> **Source data**
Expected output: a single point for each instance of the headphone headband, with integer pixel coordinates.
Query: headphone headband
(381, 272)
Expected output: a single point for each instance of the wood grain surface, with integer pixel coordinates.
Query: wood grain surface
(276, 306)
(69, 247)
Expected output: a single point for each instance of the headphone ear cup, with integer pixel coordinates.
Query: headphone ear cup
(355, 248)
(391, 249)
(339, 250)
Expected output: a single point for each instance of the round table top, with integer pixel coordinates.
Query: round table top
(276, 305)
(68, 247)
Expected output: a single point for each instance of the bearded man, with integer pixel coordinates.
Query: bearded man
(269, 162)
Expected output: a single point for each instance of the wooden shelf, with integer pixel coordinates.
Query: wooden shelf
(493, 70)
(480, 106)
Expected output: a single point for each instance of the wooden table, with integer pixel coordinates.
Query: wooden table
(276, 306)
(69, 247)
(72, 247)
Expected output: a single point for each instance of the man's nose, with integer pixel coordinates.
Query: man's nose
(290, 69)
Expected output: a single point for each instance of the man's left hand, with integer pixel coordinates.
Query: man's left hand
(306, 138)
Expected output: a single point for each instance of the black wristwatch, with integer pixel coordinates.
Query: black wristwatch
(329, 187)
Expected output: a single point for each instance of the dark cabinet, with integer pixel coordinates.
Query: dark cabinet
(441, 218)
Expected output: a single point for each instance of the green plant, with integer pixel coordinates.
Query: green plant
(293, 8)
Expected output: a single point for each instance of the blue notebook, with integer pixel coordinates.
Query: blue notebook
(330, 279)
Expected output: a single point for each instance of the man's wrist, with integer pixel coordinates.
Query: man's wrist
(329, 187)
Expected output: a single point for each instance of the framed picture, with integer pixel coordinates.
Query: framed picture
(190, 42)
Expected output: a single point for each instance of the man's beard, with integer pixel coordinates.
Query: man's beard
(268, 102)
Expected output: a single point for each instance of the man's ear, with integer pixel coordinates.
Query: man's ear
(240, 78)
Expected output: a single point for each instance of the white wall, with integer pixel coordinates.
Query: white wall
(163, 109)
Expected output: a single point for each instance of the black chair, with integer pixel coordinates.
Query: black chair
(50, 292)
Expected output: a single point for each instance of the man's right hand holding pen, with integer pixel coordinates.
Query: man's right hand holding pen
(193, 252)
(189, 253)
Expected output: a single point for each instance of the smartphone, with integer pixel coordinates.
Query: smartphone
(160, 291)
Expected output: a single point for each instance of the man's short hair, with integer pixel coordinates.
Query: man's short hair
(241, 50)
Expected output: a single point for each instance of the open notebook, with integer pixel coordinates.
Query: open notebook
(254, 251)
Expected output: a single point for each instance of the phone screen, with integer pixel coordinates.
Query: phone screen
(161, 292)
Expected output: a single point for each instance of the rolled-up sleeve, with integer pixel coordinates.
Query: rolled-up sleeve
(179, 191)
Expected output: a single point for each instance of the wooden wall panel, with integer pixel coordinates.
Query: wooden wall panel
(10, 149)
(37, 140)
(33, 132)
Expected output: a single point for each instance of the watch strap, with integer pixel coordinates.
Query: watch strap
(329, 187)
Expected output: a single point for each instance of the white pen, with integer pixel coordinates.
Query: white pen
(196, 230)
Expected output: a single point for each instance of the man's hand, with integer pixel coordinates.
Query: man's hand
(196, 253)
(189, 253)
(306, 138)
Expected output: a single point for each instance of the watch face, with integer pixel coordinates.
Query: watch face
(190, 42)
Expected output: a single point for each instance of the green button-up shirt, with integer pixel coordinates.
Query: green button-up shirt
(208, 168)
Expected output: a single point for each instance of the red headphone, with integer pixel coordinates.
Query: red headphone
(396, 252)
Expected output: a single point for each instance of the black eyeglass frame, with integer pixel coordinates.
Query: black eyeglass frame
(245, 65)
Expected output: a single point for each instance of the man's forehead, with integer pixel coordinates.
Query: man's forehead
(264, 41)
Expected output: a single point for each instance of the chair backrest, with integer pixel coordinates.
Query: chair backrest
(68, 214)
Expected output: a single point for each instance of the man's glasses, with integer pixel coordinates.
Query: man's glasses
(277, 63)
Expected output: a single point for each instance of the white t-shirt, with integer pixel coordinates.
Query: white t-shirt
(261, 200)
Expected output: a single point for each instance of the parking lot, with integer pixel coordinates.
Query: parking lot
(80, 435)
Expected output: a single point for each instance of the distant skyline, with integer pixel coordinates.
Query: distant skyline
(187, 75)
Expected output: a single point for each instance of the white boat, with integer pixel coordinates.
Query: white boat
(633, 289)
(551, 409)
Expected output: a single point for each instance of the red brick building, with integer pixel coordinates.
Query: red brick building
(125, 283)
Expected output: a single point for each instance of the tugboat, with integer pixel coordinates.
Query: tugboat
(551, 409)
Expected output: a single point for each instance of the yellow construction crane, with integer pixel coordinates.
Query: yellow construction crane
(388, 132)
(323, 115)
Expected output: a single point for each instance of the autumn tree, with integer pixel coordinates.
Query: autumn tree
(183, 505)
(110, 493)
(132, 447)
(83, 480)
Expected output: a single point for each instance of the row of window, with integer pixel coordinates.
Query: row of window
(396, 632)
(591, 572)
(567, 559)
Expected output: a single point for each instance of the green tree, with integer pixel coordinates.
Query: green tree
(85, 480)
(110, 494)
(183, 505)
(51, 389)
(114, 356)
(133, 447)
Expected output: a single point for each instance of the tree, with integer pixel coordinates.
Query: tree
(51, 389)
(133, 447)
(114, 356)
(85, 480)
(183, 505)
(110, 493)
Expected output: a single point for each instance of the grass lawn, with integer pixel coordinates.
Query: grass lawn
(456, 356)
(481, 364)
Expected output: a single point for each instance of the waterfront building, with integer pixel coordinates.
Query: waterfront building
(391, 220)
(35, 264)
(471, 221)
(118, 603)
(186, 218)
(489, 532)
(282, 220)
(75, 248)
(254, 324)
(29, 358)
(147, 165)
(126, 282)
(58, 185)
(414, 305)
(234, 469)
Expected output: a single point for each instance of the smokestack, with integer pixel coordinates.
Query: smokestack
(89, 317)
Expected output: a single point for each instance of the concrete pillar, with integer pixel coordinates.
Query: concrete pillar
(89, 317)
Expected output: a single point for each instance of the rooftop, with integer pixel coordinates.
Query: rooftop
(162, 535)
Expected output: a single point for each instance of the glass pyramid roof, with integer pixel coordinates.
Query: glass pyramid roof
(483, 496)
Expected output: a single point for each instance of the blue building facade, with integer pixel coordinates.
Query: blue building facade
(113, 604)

> **Goal of the exercise**
Only the lines above from the line containing "Query: tree" through the line containing "facade, with integer pixel coordinates." should be retyped, exactly and with both ends included.

> **Solved exercise**
Query: tree
(51, 389)
(133, 447)
(114, 356)
(85, 480)
(183, 505)
(110, 493)
Expected output: a single point for each instance of the grass lawn, with integer pixel coordinates.
Query: grass lawn
(456, 356)
(481, 364)
Expected output: a single point for each instance of the waterfront building, with integer pixel coordinates.
Query: waterfront building
(391, 220)
(35, 264)
(471, 221)
(118, 603)
(186, 218)
(489, 532)
(282, 220)
(75, 248)
(254, 324)
(29, 358)
(147, 165)
(126, 282)
(58, 185)
(414, 305)
(234, 469)
Expected output: a single point for each instance of the smokestack, with integer pixel coordinates.
Query: smokestack
(89, 317)
Expected output: a single point for each instance of the concrete pillar, with integer pixel coordinates.
Query: concrete pillar
(89, 317)
Expected output: a single point for each instance of the rooftop, with integer pixel coordinates.
Query: rooftop
(162, 535)
Expected output: a single point for each instance of the glass pyramid roof, with integer pixel coordinates.
Query: glass pyramid roof
(483, 496)
Expected output: a single point for each instance of the blue building facade, with integer pixel coordinates.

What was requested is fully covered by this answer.